**Page extract**
------------------------------------------------
EMILY DIMANGO, MD: People with asthma tend to underestimate the severity of their disease. Not because they're denying their disease, but they tend to become adjusted to it or acclimated to it. So the fact that they can't walk up a flight of stairs becomes normal for them, when in fact with use of good controller medications, that's not necessary. So being short of breath, waking up at night from asthma is not normal. These symptoms can be controlled and can be eliminated with proper use of asthma medication, both during pregnancy and just during everyday life as well.
ANNOUNCER: Sometimes, women avoid treatment for asthma for fear that drugs may harm their unborn child. But doctors say there's little reason to worry, whether treatment is for occasional flare-ups, or more persistent asthma.
RUSSELL SETTIPANE, MD: The medications that we use for asthma, in general, are very, very safe and their benefits greatly outweigh the risks in terms of the pregnancy.
ANNOUNCER: The severity of a woman's asthma during pregnancy is hard to predict.
------------------------------------------------
**Data**
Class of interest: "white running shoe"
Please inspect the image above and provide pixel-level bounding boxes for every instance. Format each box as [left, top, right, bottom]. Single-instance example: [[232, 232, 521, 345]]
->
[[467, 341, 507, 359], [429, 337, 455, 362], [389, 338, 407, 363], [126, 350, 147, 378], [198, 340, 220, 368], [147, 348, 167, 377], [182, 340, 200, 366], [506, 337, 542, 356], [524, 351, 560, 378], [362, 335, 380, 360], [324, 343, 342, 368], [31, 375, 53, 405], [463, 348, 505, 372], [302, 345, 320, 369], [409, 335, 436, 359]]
------------------------------------------------
**Exercise 1**
List every speaker named in the transcript on asthma during pregnancy.
**Exercise 2**
In the transcript on asthma during pregnancy, what fear leads some women to avoid asthma treatment?
**Exercise 3**
Carry the transcript on asthma during pregnancy forward from its final sentence.

**Written reply 1**
Emily Dimango, MD
Announcer
Russell Settipane, MD

**Written reply 2**
They fear that the drugs may harm their unborn child.

**Written reply 3**
MICHAEL SCHATZ, MD: Not only may asthma affect pregnancy, but pregnancy appears able to affect the course of asthma as well. The data in the literature would suggest that about a third of women get worse during pregnancy their asthma worsens about a third of women improve and about a third of women stay the same.
ANNOUNCER: A woman's experience during a previous pregnancy offers some guidance about the likely course of her asthma.
ALLAN STILLERMAN, MD: The main predictive factor which is going to determine what impact the pregnancy has on a female's asthma is the pattern that that patient experienced from a former pregnancy. That tends to be consistent.